Problem to solve ->
Set down, character for character, everything in the records below from the line holding "the patio step." down to the line holding "white fascia board.", and no other line.

Input for this task ->
----

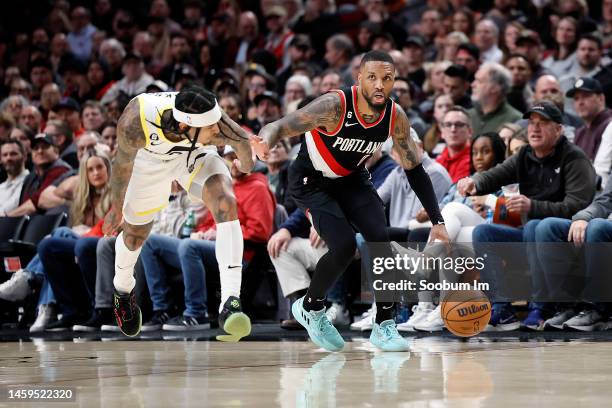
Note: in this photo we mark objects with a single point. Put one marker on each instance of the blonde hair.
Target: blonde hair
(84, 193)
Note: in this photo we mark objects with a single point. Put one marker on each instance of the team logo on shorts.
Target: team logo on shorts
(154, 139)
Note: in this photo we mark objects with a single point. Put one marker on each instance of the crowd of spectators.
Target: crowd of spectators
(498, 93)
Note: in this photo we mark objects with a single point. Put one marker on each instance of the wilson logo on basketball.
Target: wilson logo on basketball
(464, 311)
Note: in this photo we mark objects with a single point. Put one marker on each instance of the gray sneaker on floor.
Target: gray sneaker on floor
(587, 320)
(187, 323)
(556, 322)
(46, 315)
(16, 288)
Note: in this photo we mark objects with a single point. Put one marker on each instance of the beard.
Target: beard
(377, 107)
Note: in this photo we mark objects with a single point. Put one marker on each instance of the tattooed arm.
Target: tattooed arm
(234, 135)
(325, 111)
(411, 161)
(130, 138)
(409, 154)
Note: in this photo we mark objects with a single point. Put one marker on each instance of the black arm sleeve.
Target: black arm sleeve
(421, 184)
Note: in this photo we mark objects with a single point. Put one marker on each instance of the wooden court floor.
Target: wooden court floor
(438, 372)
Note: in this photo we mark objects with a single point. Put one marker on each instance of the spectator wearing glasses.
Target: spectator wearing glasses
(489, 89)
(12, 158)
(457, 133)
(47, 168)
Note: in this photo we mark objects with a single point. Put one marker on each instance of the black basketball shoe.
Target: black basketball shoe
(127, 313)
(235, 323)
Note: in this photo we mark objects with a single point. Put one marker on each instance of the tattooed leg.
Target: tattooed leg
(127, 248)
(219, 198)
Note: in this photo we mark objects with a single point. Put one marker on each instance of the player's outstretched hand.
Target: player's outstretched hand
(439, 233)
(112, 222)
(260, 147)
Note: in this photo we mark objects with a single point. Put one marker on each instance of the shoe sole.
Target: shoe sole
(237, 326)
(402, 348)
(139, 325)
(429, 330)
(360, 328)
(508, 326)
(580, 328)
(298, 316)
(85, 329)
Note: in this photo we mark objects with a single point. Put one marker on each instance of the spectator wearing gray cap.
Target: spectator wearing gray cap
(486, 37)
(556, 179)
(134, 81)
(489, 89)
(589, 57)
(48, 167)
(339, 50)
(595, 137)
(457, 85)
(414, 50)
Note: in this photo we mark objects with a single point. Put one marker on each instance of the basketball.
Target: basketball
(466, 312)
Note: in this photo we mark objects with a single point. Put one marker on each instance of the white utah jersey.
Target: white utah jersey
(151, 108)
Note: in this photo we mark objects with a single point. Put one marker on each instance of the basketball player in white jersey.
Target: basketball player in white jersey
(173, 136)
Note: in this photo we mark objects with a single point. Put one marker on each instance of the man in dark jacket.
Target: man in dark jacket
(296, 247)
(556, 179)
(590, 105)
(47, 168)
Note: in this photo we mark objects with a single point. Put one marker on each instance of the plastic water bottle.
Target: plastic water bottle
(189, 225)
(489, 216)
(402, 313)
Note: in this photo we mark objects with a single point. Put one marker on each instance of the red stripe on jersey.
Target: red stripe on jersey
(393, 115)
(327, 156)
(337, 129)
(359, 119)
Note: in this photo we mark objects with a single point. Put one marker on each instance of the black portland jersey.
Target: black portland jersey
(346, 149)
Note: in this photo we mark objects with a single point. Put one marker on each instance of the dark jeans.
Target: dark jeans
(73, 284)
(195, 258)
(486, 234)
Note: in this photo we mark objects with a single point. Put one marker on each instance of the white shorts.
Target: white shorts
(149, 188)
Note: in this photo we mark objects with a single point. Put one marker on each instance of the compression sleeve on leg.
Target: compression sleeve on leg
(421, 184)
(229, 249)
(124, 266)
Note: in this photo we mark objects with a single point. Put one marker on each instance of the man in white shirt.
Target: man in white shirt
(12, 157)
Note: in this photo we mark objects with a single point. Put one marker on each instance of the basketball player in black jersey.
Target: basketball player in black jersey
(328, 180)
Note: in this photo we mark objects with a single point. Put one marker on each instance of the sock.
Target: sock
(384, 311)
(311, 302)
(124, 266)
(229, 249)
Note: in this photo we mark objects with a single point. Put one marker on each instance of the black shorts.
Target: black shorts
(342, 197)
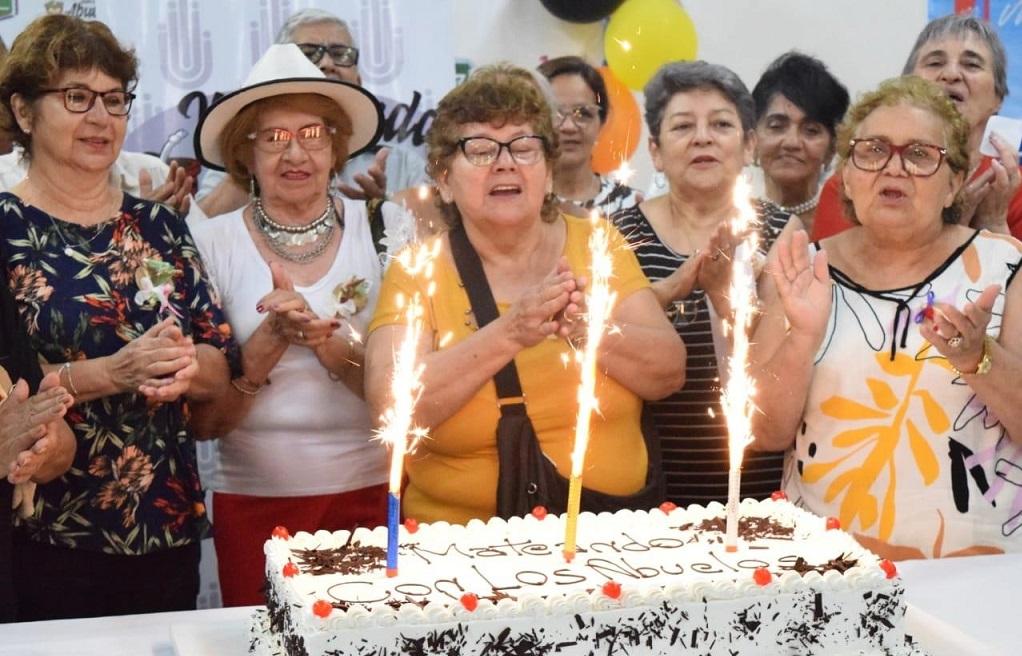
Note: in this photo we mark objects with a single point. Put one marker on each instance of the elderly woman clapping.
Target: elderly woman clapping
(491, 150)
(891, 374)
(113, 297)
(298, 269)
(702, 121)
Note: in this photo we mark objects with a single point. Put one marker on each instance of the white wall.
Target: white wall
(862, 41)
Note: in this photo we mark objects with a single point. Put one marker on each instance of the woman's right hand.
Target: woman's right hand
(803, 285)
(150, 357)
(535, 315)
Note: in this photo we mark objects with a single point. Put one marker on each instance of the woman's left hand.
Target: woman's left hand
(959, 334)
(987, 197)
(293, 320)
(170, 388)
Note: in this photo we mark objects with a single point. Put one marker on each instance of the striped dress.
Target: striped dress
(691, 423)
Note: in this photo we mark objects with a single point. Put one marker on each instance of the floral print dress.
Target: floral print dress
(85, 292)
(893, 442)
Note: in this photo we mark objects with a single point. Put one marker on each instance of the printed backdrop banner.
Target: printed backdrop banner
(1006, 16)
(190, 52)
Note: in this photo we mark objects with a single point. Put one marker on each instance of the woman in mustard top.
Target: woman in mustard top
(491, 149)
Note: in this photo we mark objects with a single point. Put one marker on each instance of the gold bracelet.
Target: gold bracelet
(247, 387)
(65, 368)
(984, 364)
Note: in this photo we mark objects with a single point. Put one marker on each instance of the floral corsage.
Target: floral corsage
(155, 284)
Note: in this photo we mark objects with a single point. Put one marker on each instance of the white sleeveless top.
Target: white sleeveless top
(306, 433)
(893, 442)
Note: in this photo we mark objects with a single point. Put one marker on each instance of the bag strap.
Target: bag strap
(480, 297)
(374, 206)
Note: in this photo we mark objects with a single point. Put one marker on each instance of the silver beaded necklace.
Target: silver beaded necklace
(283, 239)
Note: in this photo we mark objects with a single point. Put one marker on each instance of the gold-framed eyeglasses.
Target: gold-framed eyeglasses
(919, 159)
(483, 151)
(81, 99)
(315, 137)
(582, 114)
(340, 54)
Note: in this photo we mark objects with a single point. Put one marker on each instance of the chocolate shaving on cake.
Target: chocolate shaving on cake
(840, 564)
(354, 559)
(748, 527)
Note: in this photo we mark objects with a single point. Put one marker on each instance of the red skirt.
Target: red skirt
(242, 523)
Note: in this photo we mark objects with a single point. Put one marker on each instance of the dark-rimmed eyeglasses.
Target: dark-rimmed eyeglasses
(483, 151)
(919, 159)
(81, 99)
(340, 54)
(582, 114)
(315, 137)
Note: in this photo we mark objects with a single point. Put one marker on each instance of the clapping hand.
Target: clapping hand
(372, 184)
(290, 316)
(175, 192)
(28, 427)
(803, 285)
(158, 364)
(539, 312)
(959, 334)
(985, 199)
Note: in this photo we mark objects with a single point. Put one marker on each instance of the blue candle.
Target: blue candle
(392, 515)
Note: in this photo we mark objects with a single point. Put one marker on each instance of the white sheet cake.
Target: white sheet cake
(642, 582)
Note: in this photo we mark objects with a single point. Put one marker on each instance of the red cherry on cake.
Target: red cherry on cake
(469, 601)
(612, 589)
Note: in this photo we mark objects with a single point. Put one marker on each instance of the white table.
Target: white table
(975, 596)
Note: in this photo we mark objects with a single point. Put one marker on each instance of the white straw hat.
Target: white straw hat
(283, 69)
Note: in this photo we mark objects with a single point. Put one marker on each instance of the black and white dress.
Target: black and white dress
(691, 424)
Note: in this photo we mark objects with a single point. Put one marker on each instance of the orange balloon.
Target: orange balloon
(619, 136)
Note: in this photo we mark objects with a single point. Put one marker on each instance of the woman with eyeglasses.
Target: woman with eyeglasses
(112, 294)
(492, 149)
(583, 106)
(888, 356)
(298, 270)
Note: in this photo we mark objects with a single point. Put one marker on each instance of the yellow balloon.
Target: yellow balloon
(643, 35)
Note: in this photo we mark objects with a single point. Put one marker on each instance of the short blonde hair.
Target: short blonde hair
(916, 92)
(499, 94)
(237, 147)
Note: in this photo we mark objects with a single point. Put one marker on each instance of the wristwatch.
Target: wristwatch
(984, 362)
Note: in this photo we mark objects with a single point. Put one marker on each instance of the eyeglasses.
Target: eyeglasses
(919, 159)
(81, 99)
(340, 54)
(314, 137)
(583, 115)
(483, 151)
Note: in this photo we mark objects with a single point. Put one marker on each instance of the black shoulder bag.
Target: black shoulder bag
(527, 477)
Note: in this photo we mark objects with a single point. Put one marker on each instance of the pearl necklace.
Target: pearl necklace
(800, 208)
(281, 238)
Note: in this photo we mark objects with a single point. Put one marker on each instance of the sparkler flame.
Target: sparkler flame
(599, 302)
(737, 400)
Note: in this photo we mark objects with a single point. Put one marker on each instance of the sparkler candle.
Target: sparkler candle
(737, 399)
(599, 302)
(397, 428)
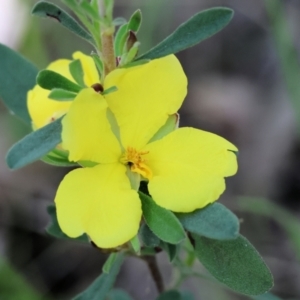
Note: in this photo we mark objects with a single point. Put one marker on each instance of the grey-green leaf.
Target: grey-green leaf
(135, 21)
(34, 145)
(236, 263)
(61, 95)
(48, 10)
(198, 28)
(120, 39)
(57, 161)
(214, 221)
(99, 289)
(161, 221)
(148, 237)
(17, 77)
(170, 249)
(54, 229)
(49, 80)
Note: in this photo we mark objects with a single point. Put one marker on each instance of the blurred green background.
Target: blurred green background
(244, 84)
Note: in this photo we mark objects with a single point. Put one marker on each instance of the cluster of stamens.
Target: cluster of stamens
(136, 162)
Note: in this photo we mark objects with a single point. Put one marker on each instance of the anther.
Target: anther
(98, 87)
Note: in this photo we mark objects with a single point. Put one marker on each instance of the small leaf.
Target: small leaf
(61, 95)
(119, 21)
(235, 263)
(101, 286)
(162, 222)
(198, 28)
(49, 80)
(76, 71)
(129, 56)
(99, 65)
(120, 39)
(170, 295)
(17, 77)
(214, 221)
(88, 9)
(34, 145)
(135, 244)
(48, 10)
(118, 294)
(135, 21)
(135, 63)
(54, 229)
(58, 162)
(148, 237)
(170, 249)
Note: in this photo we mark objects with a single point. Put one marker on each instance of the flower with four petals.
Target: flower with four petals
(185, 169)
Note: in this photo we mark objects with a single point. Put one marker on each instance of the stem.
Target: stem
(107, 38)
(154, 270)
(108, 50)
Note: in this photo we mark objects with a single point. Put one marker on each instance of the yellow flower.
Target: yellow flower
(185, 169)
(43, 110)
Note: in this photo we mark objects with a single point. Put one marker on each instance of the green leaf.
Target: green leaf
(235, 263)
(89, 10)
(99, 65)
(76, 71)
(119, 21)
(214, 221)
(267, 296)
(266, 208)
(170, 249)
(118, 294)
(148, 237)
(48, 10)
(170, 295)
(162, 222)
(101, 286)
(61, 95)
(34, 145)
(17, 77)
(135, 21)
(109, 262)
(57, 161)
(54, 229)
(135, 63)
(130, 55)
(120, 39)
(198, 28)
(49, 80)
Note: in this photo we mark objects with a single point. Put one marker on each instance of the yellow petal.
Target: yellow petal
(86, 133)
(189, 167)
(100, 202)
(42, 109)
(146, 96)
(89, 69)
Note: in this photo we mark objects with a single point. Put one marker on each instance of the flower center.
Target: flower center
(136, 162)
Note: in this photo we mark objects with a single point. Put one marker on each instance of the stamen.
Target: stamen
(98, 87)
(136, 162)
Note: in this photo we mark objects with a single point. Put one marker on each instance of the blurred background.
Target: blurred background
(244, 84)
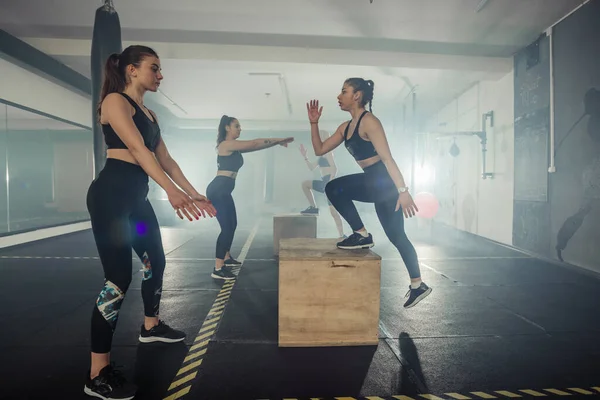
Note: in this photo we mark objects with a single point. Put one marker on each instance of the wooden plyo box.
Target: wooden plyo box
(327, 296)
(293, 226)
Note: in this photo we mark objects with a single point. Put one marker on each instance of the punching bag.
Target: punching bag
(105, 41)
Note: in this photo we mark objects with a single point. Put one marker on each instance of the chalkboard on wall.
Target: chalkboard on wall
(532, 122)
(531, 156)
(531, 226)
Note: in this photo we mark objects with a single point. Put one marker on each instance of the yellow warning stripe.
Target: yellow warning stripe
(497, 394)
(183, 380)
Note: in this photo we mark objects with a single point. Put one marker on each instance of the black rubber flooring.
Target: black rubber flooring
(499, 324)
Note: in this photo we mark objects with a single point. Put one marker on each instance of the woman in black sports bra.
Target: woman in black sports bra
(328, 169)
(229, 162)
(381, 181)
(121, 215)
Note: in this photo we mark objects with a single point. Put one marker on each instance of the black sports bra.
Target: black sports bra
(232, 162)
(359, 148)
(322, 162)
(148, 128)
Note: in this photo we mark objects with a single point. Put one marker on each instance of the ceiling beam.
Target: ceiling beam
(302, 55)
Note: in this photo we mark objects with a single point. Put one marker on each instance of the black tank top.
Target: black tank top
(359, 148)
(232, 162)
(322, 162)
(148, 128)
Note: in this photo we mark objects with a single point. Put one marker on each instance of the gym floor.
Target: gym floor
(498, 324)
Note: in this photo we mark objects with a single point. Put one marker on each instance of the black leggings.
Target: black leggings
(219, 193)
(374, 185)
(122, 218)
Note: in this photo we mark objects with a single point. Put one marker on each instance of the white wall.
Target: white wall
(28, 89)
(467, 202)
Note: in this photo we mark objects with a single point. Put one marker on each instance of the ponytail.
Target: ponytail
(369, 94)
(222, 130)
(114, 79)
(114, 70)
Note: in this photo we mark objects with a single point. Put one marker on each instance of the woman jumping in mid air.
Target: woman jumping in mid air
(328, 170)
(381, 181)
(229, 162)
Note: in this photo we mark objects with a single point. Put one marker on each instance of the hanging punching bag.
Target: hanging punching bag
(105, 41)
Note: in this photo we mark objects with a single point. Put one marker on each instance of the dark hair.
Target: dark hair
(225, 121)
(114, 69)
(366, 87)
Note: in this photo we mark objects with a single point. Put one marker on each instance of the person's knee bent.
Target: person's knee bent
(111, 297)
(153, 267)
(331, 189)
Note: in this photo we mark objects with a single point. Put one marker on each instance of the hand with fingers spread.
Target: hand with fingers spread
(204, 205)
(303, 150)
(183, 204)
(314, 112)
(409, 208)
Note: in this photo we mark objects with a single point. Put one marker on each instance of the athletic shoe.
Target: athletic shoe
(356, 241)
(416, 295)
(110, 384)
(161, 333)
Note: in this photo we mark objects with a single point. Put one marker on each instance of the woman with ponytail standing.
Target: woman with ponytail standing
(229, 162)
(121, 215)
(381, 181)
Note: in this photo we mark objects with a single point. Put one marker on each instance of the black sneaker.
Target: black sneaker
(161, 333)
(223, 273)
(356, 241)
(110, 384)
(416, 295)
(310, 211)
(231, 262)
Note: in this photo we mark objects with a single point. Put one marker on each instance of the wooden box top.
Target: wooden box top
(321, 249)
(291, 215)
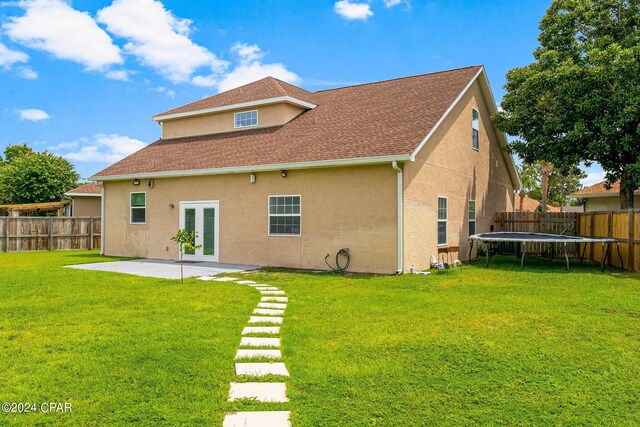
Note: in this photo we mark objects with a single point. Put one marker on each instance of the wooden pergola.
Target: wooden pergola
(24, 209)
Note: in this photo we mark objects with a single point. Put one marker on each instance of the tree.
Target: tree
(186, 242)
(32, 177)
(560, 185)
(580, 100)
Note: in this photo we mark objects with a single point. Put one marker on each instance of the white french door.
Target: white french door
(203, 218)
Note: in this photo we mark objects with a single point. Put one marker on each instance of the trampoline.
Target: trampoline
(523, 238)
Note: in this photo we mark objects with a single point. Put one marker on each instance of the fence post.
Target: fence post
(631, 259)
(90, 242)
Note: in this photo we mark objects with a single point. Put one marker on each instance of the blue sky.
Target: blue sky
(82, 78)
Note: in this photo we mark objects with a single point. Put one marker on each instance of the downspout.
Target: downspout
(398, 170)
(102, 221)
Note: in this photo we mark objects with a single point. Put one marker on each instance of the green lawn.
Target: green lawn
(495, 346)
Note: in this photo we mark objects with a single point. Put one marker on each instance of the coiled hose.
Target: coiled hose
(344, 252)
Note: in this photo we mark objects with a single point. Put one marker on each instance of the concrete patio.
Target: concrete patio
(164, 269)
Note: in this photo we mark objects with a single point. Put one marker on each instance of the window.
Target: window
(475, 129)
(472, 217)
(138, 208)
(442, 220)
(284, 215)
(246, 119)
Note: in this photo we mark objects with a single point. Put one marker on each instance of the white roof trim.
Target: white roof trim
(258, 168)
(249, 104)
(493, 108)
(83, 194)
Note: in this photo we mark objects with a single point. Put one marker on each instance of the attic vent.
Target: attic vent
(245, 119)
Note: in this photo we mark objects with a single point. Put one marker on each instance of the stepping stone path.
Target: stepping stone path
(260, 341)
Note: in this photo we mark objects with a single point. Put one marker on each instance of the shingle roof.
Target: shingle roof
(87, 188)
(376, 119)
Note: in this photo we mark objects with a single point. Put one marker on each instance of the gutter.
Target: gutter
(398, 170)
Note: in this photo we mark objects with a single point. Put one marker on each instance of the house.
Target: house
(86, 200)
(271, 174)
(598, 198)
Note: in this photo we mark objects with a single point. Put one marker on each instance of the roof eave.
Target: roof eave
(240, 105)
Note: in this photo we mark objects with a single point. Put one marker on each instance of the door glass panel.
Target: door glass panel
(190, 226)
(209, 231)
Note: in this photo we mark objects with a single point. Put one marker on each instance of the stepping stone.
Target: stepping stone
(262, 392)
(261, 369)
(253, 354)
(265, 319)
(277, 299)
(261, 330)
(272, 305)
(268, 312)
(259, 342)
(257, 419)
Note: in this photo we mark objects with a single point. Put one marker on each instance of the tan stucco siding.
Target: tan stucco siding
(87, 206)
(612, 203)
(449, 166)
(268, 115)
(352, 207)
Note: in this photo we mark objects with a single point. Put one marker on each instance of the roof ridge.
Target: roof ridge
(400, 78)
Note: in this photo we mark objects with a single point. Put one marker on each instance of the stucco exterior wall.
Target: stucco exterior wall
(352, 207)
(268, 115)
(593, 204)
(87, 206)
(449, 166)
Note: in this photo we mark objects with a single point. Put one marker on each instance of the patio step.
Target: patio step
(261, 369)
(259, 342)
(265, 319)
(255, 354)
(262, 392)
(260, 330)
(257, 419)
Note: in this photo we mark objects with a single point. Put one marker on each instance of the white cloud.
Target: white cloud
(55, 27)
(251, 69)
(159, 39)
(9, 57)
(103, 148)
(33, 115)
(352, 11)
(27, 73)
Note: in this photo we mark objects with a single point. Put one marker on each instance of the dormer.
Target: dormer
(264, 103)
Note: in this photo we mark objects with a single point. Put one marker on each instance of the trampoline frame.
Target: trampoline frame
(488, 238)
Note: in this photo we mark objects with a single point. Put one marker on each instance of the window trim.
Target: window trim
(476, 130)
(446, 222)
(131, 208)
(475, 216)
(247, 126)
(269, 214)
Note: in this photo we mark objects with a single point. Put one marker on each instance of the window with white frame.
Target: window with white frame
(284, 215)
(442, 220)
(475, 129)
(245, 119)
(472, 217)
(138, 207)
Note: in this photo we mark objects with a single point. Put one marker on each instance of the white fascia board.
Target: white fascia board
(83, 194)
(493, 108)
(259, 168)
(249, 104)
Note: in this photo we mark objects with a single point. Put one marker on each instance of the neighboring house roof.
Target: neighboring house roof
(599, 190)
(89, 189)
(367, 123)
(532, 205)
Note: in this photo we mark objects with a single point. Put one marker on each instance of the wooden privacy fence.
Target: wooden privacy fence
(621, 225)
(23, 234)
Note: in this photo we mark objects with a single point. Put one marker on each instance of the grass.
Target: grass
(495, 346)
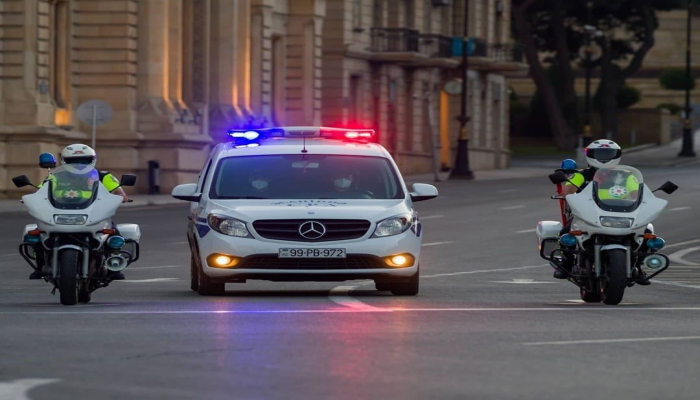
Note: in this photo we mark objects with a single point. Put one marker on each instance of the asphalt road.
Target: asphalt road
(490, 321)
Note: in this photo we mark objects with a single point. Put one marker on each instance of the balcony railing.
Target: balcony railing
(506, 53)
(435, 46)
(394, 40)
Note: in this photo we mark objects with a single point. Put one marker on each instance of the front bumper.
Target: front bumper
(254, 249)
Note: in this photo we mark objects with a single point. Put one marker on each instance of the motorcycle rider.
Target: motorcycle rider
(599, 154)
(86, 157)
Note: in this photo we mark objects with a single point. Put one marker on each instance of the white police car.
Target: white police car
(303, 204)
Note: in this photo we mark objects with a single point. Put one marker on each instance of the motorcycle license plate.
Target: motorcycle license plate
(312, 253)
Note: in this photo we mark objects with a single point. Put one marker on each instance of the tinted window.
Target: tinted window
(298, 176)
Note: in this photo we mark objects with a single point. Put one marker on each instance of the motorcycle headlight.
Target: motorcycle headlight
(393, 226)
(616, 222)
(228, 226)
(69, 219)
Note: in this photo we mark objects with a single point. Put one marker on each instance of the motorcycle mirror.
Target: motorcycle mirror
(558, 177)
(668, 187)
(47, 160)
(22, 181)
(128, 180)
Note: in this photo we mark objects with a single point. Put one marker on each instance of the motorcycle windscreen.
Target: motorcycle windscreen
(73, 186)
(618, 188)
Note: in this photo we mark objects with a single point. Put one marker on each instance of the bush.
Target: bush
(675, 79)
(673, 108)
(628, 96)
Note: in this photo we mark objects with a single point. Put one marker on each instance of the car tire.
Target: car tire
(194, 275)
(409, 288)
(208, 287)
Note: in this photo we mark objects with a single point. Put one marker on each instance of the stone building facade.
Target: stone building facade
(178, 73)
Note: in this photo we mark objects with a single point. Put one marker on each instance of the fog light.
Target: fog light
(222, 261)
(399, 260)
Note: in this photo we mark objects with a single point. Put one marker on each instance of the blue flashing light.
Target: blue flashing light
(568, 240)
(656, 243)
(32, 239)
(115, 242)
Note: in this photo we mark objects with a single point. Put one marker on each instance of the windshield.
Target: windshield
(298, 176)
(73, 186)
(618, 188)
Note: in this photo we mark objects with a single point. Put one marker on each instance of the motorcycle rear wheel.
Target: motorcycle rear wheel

----

Response area ->
Note: in this photo we mark objects with a single point. Put one marker on each instance of the patio step.
Target: patio step
(261, 369)
(259, 342)
(265, 319)
(255, 354)
(262, 392)
(260, 330)
(257, 419)
Note: in this photo we mark objects with a single point. Put one marker on each instance of the white cloud.
Target: white cloud
(55, 27)
(251, 69)
(159, 39)
(9, 57)
(103, 148)
(33, 115)
(352, 11)
(27, 73)
Note: in this photo we mark objects with a single point. Put one marker on each instance of the dormer.
Target: dormer
(264, 103)
Note: in this photo we mark objects with a single point. Put one marker on each instance of the trampoline frame.
Target: trampoline frame
(488, 238)
Note: in this photo we mark objects with a single point. Put one marker on each instance of the window trim.
Target: window trim
(476, 130)
(446, 222)
(131, 208)
(475, 216)
(247, 126)
(269, 214)
Note: in this photo we mark objects with a single point. Put one marker on each instance of the window with white frame.
Target: window with white frame
(284, 215)
(442, 220)
(475, 129)
(245, 119)
(472, 217)
(138, 207)
Note: in this photo we mark objects with a single point. Put one marker on each instance of the white fascia board.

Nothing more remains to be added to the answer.